What is being asked ▸ With "tree" as the search word, show every line of the material that has it.

Provided material ▸

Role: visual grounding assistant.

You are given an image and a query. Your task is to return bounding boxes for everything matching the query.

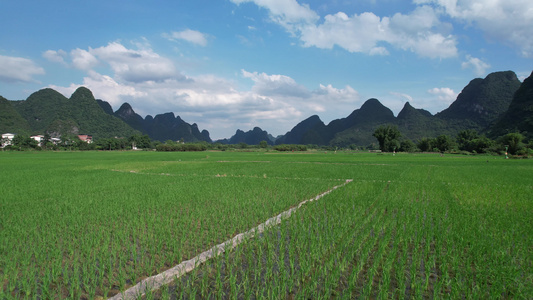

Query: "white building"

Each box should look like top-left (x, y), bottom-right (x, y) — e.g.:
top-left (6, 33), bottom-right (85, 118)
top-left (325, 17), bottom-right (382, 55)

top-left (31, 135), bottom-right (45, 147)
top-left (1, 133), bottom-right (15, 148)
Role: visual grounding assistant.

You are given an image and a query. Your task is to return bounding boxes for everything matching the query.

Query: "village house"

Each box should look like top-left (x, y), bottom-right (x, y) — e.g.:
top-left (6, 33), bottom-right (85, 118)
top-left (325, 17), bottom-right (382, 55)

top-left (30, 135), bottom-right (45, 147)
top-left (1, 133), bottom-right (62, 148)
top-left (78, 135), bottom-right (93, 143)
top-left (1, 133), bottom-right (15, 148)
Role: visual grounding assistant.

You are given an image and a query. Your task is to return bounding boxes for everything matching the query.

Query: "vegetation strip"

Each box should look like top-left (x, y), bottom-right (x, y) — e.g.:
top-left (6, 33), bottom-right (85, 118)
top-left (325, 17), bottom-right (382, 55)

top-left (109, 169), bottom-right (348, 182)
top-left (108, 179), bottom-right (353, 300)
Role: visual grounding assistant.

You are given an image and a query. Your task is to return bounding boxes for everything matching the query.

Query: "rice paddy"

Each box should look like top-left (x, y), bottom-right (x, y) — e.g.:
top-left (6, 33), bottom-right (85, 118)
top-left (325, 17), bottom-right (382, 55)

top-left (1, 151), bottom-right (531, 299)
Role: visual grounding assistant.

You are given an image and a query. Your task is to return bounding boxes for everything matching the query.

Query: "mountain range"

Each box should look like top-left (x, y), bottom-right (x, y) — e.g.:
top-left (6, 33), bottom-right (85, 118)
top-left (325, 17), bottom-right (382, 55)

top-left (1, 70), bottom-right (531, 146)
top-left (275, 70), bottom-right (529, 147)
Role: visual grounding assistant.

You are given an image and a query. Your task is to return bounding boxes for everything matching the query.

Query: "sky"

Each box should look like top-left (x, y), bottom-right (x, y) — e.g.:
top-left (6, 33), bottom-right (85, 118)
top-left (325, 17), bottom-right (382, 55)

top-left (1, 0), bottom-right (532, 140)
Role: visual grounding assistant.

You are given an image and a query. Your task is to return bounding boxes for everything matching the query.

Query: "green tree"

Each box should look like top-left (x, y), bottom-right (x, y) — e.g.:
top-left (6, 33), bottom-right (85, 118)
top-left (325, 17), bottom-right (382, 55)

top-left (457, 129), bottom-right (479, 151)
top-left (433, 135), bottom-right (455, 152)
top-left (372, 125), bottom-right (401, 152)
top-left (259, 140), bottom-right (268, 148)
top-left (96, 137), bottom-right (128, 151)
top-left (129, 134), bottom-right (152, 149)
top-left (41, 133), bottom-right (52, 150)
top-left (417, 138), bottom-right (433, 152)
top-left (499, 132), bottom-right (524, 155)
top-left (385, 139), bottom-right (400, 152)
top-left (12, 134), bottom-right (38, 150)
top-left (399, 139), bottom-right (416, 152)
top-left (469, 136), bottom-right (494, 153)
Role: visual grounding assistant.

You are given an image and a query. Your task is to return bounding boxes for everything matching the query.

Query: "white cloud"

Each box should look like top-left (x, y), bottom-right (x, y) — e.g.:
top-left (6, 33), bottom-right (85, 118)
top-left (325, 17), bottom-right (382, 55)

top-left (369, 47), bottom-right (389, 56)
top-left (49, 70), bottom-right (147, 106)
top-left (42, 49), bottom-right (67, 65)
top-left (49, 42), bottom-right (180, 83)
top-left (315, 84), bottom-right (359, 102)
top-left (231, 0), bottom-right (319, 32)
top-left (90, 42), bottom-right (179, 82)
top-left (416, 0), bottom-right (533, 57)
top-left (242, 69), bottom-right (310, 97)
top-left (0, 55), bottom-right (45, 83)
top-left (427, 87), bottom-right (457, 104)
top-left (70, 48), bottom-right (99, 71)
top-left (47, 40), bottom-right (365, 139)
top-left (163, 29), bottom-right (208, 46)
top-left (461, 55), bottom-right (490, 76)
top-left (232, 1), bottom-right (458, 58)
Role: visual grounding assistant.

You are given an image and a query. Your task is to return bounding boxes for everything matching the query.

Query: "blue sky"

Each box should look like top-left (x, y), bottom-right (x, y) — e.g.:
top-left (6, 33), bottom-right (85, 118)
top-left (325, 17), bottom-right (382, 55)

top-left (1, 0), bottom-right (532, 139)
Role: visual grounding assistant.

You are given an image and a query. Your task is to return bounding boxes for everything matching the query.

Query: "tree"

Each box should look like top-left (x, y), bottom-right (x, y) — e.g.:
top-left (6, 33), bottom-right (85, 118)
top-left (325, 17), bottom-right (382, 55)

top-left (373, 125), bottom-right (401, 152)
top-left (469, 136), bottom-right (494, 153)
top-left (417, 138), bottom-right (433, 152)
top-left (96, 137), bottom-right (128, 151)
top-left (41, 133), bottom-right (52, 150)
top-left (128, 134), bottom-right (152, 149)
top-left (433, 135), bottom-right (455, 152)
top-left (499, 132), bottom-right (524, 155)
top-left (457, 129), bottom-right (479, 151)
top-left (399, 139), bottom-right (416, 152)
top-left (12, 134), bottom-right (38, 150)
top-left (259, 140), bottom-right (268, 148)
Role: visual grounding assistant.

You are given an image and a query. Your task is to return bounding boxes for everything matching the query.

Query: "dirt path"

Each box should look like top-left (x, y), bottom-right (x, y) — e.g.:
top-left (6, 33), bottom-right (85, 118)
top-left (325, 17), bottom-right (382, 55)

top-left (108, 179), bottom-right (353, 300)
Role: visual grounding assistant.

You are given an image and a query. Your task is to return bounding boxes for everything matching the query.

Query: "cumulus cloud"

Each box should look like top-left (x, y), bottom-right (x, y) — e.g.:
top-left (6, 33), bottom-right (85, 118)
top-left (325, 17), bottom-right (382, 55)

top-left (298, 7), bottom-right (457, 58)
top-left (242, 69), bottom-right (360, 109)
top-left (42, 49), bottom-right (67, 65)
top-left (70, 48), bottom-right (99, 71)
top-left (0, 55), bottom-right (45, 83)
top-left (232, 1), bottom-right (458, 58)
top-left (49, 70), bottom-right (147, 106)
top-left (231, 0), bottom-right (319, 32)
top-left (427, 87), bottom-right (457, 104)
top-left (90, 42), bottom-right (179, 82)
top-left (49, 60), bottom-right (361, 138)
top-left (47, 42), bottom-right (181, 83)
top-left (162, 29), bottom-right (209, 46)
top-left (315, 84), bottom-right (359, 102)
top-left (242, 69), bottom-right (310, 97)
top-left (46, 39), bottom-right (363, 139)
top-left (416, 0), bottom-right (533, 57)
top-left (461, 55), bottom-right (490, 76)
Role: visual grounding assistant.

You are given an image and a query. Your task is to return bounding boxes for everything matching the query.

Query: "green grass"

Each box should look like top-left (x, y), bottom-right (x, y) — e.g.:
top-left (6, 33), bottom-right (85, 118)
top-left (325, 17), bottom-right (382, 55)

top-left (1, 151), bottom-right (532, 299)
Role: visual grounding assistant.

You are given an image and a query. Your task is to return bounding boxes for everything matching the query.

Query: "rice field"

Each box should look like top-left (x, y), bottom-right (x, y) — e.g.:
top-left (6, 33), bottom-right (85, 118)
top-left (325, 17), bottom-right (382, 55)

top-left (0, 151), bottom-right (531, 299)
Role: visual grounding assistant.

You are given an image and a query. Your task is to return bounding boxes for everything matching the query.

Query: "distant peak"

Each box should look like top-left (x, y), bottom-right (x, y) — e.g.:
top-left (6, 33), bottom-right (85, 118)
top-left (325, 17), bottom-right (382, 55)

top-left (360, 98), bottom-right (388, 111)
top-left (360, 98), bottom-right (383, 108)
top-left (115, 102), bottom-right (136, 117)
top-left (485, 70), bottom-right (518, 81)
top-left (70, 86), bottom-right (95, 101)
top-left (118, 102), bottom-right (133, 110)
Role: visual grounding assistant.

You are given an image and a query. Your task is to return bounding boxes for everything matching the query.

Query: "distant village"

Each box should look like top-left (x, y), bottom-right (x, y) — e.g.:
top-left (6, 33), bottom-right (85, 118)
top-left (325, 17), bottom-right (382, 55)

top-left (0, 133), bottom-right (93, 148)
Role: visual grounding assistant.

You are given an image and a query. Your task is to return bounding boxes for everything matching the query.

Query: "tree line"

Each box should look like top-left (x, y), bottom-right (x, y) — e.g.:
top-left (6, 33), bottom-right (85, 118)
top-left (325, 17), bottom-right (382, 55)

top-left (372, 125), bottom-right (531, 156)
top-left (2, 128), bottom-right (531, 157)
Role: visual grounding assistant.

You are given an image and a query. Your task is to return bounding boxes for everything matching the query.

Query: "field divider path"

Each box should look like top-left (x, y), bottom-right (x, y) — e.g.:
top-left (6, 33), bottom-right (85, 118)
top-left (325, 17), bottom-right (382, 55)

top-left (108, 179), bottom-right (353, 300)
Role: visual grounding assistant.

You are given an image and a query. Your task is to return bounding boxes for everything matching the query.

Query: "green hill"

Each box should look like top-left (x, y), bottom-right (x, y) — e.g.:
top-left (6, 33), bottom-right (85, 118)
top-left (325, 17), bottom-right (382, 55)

Result below ▸
Query: "green tree"
Query: "tree"
Query: "tree line"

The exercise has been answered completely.